■ JOB
Put the lines of the rows below into a JSON list of strings, one string per line with blank lines left out. Start with the line that contains "Where can the round" and go on through the line that contains "column 581, row 100", including both.

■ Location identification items
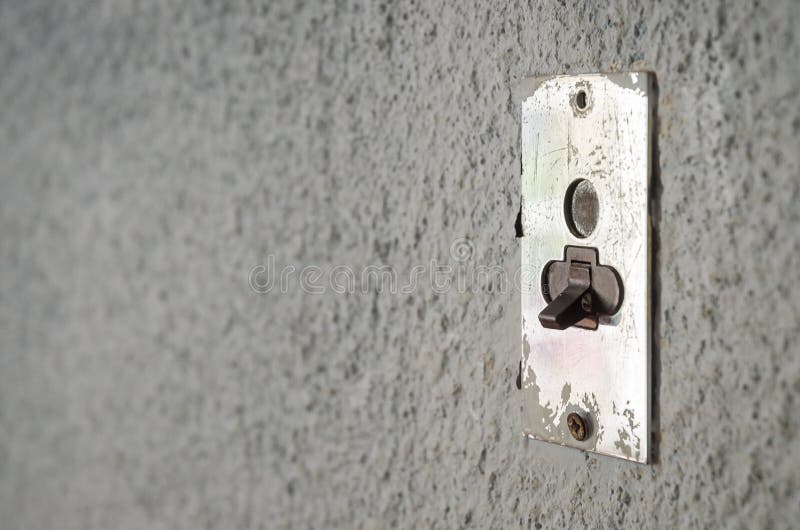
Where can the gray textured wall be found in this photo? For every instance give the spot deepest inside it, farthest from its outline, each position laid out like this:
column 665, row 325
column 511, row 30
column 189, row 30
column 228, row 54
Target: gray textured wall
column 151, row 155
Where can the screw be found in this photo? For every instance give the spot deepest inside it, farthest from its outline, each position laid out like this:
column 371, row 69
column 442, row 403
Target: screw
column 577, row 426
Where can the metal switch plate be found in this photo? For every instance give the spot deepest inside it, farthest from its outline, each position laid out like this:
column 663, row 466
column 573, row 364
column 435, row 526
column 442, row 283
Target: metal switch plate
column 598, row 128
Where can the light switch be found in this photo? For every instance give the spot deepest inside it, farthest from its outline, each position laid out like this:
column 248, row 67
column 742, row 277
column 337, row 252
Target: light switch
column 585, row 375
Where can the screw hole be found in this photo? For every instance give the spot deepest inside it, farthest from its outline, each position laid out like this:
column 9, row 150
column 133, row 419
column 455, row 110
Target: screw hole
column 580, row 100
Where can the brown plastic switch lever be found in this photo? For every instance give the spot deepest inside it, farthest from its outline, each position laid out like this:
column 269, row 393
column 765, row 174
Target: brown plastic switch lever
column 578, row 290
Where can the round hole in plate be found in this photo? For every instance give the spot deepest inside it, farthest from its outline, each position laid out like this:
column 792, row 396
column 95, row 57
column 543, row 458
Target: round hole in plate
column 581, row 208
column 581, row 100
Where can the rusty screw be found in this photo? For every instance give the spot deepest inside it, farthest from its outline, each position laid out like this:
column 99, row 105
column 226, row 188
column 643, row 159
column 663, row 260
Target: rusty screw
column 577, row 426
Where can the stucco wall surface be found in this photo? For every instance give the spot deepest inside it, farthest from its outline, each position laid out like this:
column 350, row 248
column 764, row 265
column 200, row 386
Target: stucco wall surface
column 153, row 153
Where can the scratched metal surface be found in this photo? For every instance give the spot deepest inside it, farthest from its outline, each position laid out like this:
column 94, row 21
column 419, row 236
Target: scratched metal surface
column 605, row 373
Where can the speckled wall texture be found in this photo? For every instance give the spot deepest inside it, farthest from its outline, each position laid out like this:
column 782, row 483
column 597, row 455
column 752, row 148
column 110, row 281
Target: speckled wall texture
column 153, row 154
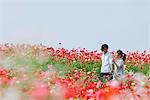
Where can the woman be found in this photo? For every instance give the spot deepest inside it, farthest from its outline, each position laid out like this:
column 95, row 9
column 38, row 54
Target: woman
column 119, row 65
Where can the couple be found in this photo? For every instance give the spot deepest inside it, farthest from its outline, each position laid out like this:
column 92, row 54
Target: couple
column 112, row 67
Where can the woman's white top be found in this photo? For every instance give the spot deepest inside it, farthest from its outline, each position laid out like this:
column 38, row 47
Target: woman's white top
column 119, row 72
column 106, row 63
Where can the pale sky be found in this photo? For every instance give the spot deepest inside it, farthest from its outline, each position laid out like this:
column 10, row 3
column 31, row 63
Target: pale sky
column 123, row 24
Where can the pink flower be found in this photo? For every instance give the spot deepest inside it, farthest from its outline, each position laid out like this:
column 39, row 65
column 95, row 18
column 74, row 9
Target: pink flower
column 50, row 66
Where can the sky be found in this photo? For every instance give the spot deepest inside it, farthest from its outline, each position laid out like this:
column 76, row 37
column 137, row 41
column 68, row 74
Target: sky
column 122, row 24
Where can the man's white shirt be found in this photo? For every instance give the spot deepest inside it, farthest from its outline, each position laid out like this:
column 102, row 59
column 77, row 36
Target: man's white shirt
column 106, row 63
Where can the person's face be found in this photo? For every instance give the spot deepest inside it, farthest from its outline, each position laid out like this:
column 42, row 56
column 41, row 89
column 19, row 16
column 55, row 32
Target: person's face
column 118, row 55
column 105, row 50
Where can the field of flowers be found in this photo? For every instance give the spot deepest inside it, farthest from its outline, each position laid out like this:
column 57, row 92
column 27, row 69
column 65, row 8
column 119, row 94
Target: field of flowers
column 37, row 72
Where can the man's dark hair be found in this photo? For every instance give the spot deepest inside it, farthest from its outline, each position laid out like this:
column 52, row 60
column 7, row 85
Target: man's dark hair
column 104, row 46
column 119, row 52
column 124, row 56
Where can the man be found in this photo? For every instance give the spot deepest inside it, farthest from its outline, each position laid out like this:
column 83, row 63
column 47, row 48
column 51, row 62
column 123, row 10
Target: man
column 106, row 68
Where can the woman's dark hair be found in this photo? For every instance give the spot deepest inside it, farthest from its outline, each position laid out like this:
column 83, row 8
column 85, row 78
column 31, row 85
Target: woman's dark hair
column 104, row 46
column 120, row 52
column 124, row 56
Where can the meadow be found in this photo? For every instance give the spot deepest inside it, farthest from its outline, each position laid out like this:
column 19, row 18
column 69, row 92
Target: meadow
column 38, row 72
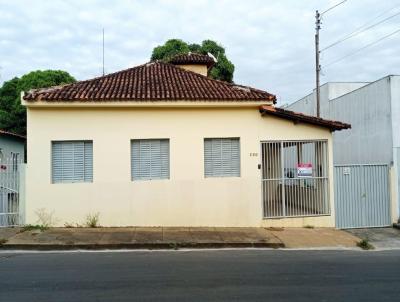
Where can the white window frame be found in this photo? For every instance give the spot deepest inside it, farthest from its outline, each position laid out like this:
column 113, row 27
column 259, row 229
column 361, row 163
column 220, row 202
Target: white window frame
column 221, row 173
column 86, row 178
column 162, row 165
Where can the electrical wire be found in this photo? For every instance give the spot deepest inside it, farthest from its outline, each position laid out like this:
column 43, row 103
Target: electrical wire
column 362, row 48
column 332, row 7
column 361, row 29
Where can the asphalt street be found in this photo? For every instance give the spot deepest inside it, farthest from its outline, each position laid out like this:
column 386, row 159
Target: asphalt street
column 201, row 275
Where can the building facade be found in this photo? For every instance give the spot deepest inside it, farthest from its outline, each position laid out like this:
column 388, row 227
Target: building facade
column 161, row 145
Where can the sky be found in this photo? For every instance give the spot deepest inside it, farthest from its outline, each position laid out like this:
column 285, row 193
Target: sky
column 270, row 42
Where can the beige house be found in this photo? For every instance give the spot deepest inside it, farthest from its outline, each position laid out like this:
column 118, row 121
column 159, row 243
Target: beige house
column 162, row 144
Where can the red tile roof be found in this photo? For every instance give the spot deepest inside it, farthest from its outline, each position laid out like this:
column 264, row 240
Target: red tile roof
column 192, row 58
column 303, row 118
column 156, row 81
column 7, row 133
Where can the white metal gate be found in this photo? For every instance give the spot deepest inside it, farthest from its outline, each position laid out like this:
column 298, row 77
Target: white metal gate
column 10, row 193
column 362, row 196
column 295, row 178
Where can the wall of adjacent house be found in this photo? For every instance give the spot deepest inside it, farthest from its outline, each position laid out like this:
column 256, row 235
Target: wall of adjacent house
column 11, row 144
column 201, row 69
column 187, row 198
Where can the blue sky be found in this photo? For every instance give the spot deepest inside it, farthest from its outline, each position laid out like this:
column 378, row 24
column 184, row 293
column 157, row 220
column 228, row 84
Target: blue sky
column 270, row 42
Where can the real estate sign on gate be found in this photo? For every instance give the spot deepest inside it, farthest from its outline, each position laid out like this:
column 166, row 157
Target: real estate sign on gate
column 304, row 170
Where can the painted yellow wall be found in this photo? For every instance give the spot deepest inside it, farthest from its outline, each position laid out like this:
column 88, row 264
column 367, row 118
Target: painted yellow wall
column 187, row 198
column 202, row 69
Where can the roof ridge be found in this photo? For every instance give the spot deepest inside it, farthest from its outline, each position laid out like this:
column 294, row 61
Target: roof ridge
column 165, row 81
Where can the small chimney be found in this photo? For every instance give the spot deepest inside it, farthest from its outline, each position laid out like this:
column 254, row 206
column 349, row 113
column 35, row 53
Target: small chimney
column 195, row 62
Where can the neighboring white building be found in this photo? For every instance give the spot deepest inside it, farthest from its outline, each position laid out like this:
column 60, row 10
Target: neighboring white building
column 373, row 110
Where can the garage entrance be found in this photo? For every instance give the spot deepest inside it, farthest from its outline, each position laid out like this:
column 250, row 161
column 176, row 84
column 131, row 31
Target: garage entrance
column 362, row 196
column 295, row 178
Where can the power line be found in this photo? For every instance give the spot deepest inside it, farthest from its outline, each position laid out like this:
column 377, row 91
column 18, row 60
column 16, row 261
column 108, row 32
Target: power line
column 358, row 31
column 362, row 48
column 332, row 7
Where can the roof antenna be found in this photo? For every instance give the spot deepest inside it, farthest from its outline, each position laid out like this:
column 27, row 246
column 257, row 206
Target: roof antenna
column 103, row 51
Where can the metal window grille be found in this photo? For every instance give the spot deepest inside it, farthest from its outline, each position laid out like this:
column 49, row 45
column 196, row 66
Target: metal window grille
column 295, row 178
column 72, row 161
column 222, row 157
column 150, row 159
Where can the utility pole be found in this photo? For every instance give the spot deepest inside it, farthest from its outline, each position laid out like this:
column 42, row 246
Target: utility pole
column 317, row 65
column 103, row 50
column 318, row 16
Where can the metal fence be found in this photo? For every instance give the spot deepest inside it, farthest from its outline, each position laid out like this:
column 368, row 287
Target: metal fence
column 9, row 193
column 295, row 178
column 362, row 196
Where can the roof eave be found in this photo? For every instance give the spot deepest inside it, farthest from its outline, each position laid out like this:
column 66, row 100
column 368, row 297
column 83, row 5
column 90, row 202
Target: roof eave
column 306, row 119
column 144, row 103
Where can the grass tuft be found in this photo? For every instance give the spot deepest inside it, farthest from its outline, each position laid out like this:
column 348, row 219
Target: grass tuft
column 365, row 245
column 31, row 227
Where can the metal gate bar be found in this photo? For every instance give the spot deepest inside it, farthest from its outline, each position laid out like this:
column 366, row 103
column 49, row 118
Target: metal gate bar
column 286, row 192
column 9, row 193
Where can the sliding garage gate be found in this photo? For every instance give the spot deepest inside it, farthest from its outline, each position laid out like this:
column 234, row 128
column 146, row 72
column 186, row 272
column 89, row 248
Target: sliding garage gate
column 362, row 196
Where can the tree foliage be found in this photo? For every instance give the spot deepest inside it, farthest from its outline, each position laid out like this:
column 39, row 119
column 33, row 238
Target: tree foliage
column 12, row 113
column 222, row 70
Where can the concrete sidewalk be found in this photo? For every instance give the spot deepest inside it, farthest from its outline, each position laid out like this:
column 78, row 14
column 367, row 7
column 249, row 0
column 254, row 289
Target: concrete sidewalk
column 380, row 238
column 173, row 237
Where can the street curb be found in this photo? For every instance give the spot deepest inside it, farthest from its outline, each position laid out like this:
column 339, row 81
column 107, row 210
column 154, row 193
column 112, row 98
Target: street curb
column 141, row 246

■ RESPONSE BELOW
[
  "Where can the round hole in plate be found in this photo? For every instance give the spot deepest inside it, farthest from its outline, each position laid out like this:",
  "column 792, row 396",
  "column 95, row 57",
  "column 543, row 458",
  "Target: round hole in plate",
  "column 581, row 208",
  "column 581, row 100"
]